◆ Dataset records about object locations ◆

——

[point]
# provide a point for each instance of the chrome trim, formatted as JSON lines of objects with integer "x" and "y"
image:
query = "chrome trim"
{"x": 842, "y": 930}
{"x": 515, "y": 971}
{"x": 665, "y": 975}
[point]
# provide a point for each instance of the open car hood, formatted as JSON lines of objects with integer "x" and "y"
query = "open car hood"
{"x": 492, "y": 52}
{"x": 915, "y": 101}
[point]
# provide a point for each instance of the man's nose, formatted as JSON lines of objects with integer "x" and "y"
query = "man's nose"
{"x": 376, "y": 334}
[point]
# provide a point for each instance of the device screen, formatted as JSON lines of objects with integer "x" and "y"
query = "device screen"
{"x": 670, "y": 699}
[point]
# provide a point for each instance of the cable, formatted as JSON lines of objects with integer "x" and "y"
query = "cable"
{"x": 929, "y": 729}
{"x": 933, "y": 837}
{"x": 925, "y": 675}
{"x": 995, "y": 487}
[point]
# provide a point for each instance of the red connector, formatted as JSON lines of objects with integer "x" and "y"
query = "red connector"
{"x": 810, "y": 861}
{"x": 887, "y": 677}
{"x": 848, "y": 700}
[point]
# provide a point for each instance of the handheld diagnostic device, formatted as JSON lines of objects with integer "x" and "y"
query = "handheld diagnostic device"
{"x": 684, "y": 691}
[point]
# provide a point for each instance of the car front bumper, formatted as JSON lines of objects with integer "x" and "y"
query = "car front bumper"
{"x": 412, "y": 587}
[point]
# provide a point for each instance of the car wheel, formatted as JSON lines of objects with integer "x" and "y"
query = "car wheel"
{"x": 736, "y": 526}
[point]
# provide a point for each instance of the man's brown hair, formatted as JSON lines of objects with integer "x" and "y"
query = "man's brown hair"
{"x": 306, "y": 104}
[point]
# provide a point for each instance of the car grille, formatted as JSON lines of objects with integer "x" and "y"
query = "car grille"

——

◆ GIVEN TASK ◆
Output the records above in their entirety, exactly.

◆ EXPECTED OUTPUT ◆
[point]
# provide a point for each instance of the chrome trim, formatted as JSON lines of objects with integer "x" and "y"
image:
query = "chrome trim"
{"x": 842, "y": 930}
{"x": 515, "y": 971}
{"x": 665, "y": 975}
[point]
# provide a point for each instance of the open car hood, formatted as JSON lines of objects with integer "x" and "y"
query = "open car hood"
{"x": 492, "y": 52}
{"x": 915, "y": 101}
[point]
# provide a point for each instance of the man's nose, formatted as JSON lines of objects with integer "x" and "y"
query = "man's nose"
{"x": 376, "y": 334}
[point]
# provide a point for each instance of the device screen, formatted as JSON lines of objects with integer "x" and "y"
query = "device screen"
{"x": 670, "y": 699}
[point]
# provide a point for each instance of the cable, formatted as JSON lines of objects with integer "x" and "y"
query = "cable"
{"x": 929, "y": 729}
{"x": 933, "y": 837}
{"x": 925, "y": 675}
{"x": 995, "y": 487}
[point]
# provide a point for each instance of the red connector, formatted as JSON lines of objects with integer "x" and "y"
query = "red connector"
{"x": 810, "y": 861}
{"x": 887, "y": 677}
{"x": 848, "y": 700}
[point]
# provide a point for each instance of the handheld diagnostic device, formatted as JSON lines of objects with integer "x" and "y"
query = "handheld diagnostic device"
{"x": 684, "y": 691}
[point]
# provide a point for each instance of the car front bumper, formatted as JSON lines of objects with integer "x" and "y"
query = "car front bumper"
{"x": 412, "y": 587}
[point]
# provide a point for each instance of the car wheel, formatted as JSON lines of objects with integer "x" and "y"
query = "car wheel"
{"x": 736, "y": 526}
[point]
# provide a point for each instance of the man's brown hair, formatted as JSON lines of objects with integer "x" and "y"
query = "man's brown hair"
{"x": 306, "y": 104}
[point]
# provide a point for each instance of the car grille, formatted as JSON lines of objects with integer "x" and "y"
query = "car grille"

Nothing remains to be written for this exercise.